Problem to solve
In the article on the mifepristone ruling below, copy out the part that opens with the words "The plaintiffs have" and closes with "in federal court.", swapping "sincere" for "genuine".

Supreme Court unanimously upholds proliferation of abortion drug

CV NEWS FEED // In a unanimous ruling Thursday, the Supreme Court upheld the Food and Drug Administration’s (FDA) recent relaxations of the requirements to obtain and distribute the abortion-inducing drug mifepristone.

The Court’s 9-0 ruling on FDA v. Alliance for Hippocratic Medicine, penned by Justice Brett Kavanaugh, stated: “Plaintiffs lack Article III standing to challenge FDA’s actions regarding the regulation of mifepristone.”

“Article III standing is a ‘bedrock constitutional requirement that this Court has applied to all manner of important disputes,’” Kavanaugh wrote.

The justice argued that various criteria necessary to establish standing were not met in the case. “The plaintiff associations therefore cannot assert standing simply because they object to FDA’s actions,” he wrote:

The plaintiffs have sincere legal, moral, ideological, and policy objections to elective abortion and to FDA’s relaxed regulation of mifepristone. But under Article III of the Constitution, those kinds of objections alone do not establish a justiciable case or controversy in federal court.

“[T]he federal courts are the wrong forum for addressing the plaintiffs’ concerns about FDA’s actions,” Kavanaugh continued. “The plaintiffs may present their concerns and objections to the President and FDA in the regulatory process, or to Congress and the President in the legislative process.”

>> HOW THE CLINTONS STRONGARMED THE FDA TO APPROVE THE ABORTION PILL <<

POLITICO reported that the case was filed in response to the FDA’s “decisions in 2016 and 2021 to relax various regulatory requirements around the drug.”

The Associated Press noted that “[o]ver the years, the FDA … repeatedly eased restrictions” on mifepristone, “culminating in a 2021 decision doing away with any in-person requirements and allowing the pill to be sent through the mail.”

CatholicVote Director of Governmental Affairs Tom McClusky said that while the decision is “unfortunate, it is not surprising.”

“It is not up to the courts solely to correct the problems created by past administrations, it is up to Congress and the next President of the United States, Donald Trump,” McClusky added.

Heritage Foundation Senior Legal Fellow Thomas Jipping and visiting fellow Melanie Israel wrote: “Today’s decision is not the final judgment on the safety or effectiveness of mifepristone, which we know is unsafe for women and causes up to 1 in 22 women to end up in the emergency room.”

Jipping and Israel continued:

While legal technicalities might allow Biden’s FDA to continue manipulating its safety rules to push a pro-abortion agenda at the expense of health and common sense, women and girls taking these chemical abortion drugs are still in danger and largely left to fend for themselves.  

Policymakers should be on the side of women’s safety by, at a minimum, demanding that the FDA follow its own original safety guidelines, not give abortion drugs a pass because of radical abortion ideology.

Entries supplied
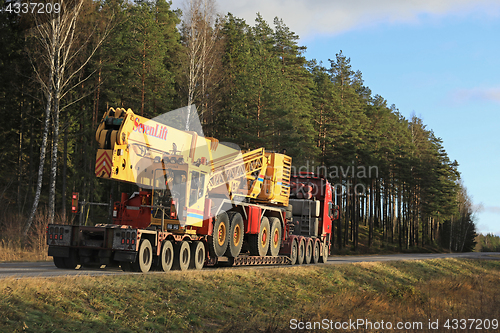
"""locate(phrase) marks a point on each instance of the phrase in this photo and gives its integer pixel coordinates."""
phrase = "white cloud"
(307, 17)
(476, 94)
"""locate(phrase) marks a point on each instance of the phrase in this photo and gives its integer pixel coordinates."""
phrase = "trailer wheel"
(294, 249)
(144, 257)
(275, 236)
(259, 244)
(236, 232)
(182, 256)
(316, 251)
(220, 236)
(324, 253)
(309, 249)
(59, 262)
(301, 252)
(197, 255)
(167, 256)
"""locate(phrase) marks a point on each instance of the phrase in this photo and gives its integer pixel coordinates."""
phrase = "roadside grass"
(14, 247)
(256, 300)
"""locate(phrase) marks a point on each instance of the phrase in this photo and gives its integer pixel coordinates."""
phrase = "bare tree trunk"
(57, 42)
(43, 150)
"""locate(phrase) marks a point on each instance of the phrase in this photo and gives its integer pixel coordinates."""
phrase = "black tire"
(275, 236)
(144, 257)
(182, 256)
(59, 262)
(294, 251)
(308, 253)
(217, 243)
(197, 255)
(324, 252)
(72, 261)
(301, 252)
(236, 233)
(167, 256)
(259, 244)
(316, 251)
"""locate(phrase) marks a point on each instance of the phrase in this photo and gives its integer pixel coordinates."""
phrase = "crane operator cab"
(169, 194)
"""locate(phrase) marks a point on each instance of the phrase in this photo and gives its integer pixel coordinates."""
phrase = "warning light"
(74, 202)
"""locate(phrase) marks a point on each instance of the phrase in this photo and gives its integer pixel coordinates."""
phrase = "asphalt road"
(47, 269)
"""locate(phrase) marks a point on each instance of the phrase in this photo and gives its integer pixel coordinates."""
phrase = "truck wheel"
(236, 232)
(294, 252)
(309, 249)
(316, 251)
(219, 239)
(59, 262)
(197, 255)
(182, 256)
(167, 256)
(259, 244)
(301, 252)
(324, 253)
(275, 236)
(144, 256)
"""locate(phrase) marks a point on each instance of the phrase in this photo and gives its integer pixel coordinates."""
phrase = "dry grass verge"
(257, 300)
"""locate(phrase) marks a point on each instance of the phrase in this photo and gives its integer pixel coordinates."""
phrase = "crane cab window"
(197, 187)
(169, 190)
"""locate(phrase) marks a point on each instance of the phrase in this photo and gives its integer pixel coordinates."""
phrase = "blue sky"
(439, 59)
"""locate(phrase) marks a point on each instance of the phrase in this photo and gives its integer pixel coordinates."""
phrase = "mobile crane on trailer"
(203, 204)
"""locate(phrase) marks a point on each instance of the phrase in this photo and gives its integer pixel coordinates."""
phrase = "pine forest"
(252, 86)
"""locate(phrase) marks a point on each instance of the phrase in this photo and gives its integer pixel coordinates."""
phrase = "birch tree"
(200, 31)
(56, 58)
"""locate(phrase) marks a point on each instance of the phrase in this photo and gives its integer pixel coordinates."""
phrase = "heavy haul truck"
(199, 203)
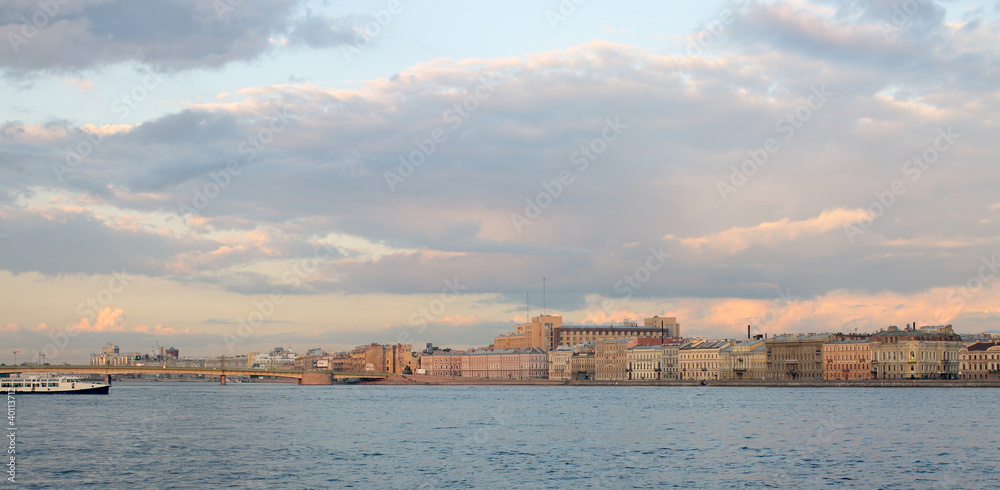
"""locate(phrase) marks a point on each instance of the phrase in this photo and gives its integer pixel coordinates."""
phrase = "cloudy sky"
(226, 176)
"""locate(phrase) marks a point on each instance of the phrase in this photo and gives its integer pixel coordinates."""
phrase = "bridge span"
(310, 377)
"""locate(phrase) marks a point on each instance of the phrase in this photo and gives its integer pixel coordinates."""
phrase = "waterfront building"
(536, 334)
(519, 364)
(279, 358)
(743, 360)
(582, 365)
(111, 356)
(669, 354)
(700, 360)
(980, 360)
(796, 356)
(560, 363)
(441, 363)
(645, 362)
(726, 362)
(548, 332)
(611, 359)
(925, 353)
(847, 359)
(668, 324)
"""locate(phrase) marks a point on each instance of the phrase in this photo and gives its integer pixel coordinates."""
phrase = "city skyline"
(303, 174)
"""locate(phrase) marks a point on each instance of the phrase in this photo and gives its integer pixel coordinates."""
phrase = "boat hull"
(97, 390)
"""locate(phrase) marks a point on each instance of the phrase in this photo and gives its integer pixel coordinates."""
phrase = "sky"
(227, 176)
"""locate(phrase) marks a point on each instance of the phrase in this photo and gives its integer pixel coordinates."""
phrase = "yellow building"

Exercise output
The plaintiffs have genuine legal, moral, ideological, and policy objections to elective abortion and to FDA’s relaxed regulation of mifepristone. But under Article III of the Constitution, those kinds of objections alone do not establish a justiciable case or controversy in federal court.